• Quelle:
====

Nach einigen Jahren und für die Öffentlichkeit kaum bemerkt wird ein beachtlicher Teil der deutschen Wirtschaft von Kriegsvorbereitungen leben.


Nach einigen Jahren und für die Öffentlichkeit kaum bemerkt wird ein beachtlicher Teil der deutschen Wirtschaft von Kriegsvorbereitungen leben.

Continentia: Unter dem ökonomischen Blickwinkel wird diese Umstellung also der deutschen Wirtschaft helfen. Das BIP wird wieder wachsen.

 

Stern: Ja, das Bruttoinlandsprodukt wird wachsen – genauso wie die Staatsschulden. Parallel dazu wird die Abhängigkeit des Wachstums von diesen steigenden Staatsschulden wachsen. Dadurch wird eine Rückkopplungsschleife entstehen. Sie ist verhängnisvoll, weil die Regierenden immer weniger bereit sein werden, sie zu durchbrechen.

 

Denn nach dem neoliberalen Weltbild, das unsere Parteien verinnerlicht haben, zwingen steigende Schulden den Staat zum Sparen – und zwar bei den Bürgern. Die Folge werden ein schrumpfender Sozialstaat, marode Infrastruktur und schlechtere öffentliche Dienstleistungen sein. Gleichzeitig wird diese Politik die Inflation anheizen, was Menschen ärmer machen wird.

 

Um den Ärger der Bevölkerung in Schach zu halten und an der Macht zu bleiben, werden die Regierenden die persönlichen und politischen Freiheiten der Menschen beschränken und die Propagandamaschinerie weiter ausbauen. Der Staat wird immer autoritärer. Auch das ist eine Rückkopplungsschleife, die die Machthaber nicht zu durchbrechen gewillt sein werden. Stattdessen wird uns das Ganze als das kleinere Übel verkauft. Sonst würden ja bekanntlich russische Panzer in Paris einrollen.

 

Man kann sich aber auch vorstellen, dass die Politik versuchen wird, den Unmut mit weiteren Schulden zu bekämpfen – indem sie den Bürgern Geld gibt und die soziale Struktur des Staates stützt. Denn der Ärger der Bürger ist das Einzige, was ein autoritärer Staat wirklich fürchten muss. Die Rückkopplungsschleife der Staatsverschuldung wird sich dadurch natürlich verstärken.

====

• Datensätze:
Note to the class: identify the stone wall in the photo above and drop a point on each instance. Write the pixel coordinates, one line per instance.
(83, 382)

====

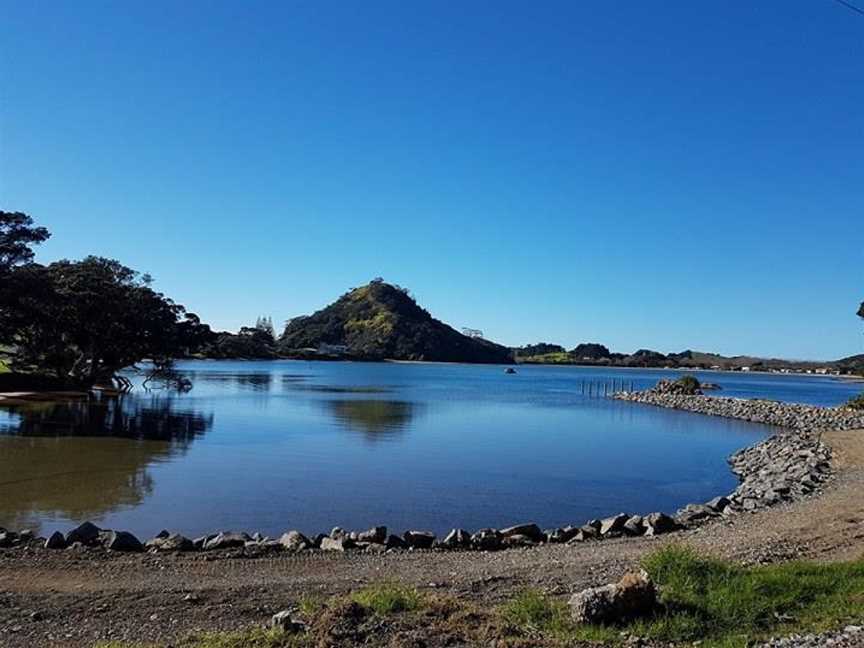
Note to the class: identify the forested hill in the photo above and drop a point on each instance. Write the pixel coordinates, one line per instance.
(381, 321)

====

• Aufgabe: Führe das Interview über Kriegswirtschaft und Staatsschulden nach seinem letzten Satz weiter. Die Einträge stammen aus einer anderen Quelle.

• Antwort:
Am Ende dieser Spirale steht der Krieg.


Am Ende dieser Spirale steht der Krieg.

Lassen Sie mich in diesem Zusammenhang noch auf einen anderen Punkt hinweisen. Die US-amerikanischen Rüstungskonzerne werden die überteuerten Rüstungsgüter auch an uns verkaufen. Und unsere Regierung wird sie mit frischen Schulden bezahlen. Das bedeutet, ein großer Teil des Geldes, das wir für Rüstung drucken werden, wird direkt über den Atlantik wandern. Die amerikanischen Konzerne werden kassieren, und wir werden noch mehr Schulden anhäufen – und dadurch all die Entwicklungen, die ich gerade beschrieben habe, noch weiter beschleunigen.

 

Continentia: Wie schnell kann solche Umstellung der Wirtschaft auf den Krieg erfolgen?

 

Stern: Das kann recht schnell gehen. In den 30er-Jahren in Deutschland hat sie vielleicht vier Jahre gedauert. Heute sprechen die Politiker und die Generäle jeden zweiten Tag darüber, dass es im Jahr 2029 oder etwas später einen Krieg mit Russland geben wird. Jetzt wissen Sie, wo dieses Datum herkommt.

 

Continentia: Ist es nicht so, dass wir auf die Aufrüstung in Russland oder China reagieren müssen?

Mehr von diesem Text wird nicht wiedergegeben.